start PROVIDED RECORDS
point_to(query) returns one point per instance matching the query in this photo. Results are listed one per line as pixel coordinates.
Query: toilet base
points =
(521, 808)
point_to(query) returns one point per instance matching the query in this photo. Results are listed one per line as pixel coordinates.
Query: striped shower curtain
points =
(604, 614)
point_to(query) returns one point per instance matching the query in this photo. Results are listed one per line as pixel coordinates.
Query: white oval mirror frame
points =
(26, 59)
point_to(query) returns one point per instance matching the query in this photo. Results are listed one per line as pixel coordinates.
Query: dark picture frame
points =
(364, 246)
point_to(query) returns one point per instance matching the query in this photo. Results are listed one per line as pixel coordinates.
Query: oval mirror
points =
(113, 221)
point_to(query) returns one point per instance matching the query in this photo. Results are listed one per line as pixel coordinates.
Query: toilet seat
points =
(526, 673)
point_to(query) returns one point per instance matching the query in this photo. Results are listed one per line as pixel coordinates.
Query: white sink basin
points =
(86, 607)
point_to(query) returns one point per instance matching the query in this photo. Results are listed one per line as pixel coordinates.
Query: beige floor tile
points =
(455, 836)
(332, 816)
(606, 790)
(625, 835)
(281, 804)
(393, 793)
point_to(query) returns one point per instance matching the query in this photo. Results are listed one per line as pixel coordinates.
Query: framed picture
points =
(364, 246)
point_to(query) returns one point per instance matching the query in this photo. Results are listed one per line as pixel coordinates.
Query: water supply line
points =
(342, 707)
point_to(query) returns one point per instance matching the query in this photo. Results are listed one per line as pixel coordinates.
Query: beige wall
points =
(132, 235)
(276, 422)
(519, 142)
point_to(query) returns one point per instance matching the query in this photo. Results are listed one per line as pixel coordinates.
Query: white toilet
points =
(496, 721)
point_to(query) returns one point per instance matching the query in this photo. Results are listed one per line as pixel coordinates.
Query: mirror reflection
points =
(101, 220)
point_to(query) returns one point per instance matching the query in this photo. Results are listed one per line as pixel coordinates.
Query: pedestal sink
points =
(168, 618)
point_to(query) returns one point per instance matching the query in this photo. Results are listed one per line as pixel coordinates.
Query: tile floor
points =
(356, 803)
end PROVIDED RECORDS
TASK OBJECTIVE → Nothing should be left out: repeat all of the data exactly.

FINAL RESULT →
point_to(query) returns one point per instance matching the query in this photo. Results are listed one per line as pixel coordinates.
Query: toilet base
points =
(521, 808)
point_to(query) returns one point per instance matching the query in this photo. Results are listed one per line as pixel coordinates.
Query: striped shower curtain
points =
(604, 614)
point_to(query) returns one point per instance matching the query in this photo. Results are listed one per line as pixel coordinates.
Query: white oval mirror frame
points =
(26, 59)
point_to(query) returns one point per instance matching the query in this photo. Results are listed one per line as pixel coordinates.
Query: dark picture frame
points =
(364, 246)
point_to(query) returns one point per instance matching the query in this photo. Results are listed one per line as pixel coordinates.
Query: oval mirror
points =
(113, 221)
point_to(query) returns one point per instance matching the query in this photo. Results are listed one per line as pixel coordinates.
Query: toilet seat
points =
(526, 673)
point_to(query) returns one point per instance matching the query in this photo. Results are listed one per line as pixel coordinates.
Query: white sink basin
points =
(86, 607)
point_to(query) returns one point per instance matching the query in this photo. Results are listed one per line as pixel coordinates.
Query: beige floor tile
points =
(455, 836)
(332, 816)
(606, 790)
(625, 835)
(281, 804)
(393, 793)
point_to(query) returns one point per instance matching the query in this photo. Results are listed one per line as pixel coordinates.
Query: framed picture
points =
(364, 246)
point_to(query) returns one point per instance matching the query in this photo. Results are listed one per line as pixel coordinates.
Query: water supply line
points =
(342, 707)
point_to(query) returns one point per instance matching the query in this photo. Results are listed one per line as pixel coordinates.
Query: beige wall
points =
(132, 235)
(276, 422)
(519, 142)
point_to(query) returns one point per instance matching the query in this photo. Results are listed one per line as pixel coordinates.
Query: white toilet
points =
(496, 721)
point_to(query) returns one point per instance matching the query in this photo. Results are listed one per line as pixel coordinates.
Query: mirror reflection
points =
(101, 220)
point_to(query) returns one point per instance matching the query in this photo. Results are listed one per line as pixel coordinates.
Query: pedestal sink
points =
(168, 618)
point_to(query) returns one point per instance matching the query in this photo. Results are listed one per line as pixel coordinates.
Query: tile floor
points =
(356, 803)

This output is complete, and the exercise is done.